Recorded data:
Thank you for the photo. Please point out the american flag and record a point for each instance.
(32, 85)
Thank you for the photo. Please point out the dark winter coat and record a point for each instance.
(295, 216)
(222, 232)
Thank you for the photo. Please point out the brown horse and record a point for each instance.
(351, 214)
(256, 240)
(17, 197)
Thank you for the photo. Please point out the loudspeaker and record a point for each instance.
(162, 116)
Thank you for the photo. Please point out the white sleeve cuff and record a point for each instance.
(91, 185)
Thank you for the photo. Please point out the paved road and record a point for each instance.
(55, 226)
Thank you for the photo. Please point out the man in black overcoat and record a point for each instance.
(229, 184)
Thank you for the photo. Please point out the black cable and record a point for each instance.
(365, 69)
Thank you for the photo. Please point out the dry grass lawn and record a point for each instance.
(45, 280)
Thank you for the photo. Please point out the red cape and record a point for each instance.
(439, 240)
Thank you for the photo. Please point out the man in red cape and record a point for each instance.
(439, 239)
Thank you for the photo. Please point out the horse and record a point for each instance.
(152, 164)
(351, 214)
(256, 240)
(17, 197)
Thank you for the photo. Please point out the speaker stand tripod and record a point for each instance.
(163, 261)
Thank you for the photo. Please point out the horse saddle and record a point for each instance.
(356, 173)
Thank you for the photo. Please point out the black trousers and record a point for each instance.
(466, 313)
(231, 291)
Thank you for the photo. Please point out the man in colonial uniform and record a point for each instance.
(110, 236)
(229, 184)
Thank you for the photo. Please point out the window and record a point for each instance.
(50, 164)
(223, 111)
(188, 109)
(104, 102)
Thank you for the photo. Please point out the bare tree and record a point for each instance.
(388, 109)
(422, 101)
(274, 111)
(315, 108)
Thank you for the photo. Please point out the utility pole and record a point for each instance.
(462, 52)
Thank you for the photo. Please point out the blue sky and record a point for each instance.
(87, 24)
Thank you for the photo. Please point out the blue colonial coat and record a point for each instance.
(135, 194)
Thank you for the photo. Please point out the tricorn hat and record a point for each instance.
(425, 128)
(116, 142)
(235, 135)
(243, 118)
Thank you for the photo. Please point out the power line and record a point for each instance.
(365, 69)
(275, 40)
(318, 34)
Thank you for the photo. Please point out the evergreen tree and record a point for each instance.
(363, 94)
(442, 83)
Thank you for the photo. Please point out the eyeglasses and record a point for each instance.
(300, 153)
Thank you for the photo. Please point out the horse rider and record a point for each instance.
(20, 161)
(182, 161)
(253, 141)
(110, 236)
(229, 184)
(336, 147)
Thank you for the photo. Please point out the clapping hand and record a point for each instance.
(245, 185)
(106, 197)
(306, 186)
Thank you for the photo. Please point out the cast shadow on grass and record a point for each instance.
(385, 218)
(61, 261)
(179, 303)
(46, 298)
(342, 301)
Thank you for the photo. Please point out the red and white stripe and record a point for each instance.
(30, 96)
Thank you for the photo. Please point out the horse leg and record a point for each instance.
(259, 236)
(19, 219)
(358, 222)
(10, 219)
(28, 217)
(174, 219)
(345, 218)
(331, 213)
...
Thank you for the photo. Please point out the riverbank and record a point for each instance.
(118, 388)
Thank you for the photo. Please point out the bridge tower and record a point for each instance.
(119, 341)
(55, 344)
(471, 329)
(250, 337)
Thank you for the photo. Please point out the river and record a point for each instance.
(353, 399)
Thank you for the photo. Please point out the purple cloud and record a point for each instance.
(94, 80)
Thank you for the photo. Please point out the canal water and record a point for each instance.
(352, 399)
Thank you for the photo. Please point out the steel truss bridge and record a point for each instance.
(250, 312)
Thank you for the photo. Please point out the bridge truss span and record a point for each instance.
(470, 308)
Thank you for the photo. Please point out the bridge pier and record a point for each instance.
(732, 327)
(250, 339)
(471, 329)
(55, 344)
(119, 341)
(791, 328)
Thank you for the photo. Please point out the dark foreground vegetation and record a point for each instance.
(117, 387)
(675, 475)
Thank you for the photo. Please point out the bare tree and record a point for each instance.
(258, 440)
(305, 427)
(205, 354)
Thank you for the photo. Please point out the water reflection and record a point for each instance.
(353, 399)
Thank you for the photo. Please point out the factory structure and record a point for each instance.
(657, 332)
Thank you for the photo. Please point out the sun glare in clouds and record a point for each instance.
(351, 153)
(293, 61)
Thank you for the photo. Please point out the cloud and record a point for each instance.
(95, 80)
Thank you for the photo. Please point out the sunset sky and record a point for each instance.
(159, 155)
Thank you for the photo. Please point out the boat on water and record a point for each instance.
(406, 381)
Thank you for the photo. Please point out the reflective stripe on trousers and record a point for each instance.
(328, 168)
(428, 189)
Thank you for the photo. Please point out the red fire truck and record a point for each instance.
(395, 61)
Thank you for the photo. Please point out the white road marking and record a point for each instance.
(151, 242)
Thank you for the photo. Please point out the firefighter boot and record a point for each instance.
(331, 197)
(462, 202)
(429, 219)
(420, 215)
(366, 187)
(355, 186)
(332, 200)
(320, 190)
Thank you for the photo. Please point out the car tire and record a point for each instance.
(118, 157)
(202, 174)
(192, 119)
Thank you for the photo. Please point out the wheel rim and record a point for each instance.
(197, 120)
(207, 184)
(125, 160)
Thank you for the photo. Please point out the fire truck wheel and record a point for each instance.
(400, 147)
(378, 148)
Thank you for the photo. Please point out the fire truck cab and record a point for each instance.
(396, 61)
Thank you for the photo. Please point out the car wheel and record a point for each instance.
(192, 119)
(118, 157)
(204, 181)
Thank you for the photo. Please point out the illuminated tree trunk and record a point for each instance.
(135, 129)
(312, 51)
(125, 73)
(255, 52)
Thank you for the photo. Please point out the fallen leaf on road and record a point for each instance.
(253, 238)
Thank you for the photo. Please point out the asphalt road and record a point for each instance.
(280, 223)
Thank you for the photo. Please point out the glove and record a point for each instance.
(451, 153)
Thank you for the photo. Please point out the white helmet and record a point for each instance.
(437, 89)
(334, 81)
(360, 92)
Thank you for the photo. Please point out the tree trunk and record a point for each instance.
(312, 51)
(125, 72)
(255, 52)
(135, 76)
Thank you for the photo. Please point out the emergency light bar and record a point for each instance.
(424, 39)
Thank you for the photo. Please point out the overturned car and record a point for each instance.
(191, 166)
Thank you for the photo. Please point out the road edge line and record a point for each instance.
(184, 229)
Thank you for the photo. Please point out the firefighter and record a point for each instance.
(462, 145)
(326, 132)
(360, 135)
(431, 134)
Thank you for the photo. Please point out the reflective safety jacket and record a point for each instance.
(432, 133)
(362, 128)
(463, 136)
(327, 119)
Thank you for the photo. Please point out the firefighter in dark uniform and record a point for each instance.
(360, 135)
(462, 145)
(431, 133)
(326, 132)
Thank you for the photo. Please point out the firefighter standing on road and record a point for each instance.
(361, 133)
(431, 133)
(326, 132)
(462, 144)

Short exercise: Pick out every line of the records above that contains the string "bridge" and copy those lines. Case counts.

Solution to this problem:
Thank you for the photo. Please point out the bridge tower and record a point for each instance.
Thank you for the photo. Please point out the steel truss bridge and record a point for each instance.
Thank you for the photo. Please point out the bridge truss span and record a point for each instance.
Thank you for the photo. Please point out the bridge pier and record a point for each instance.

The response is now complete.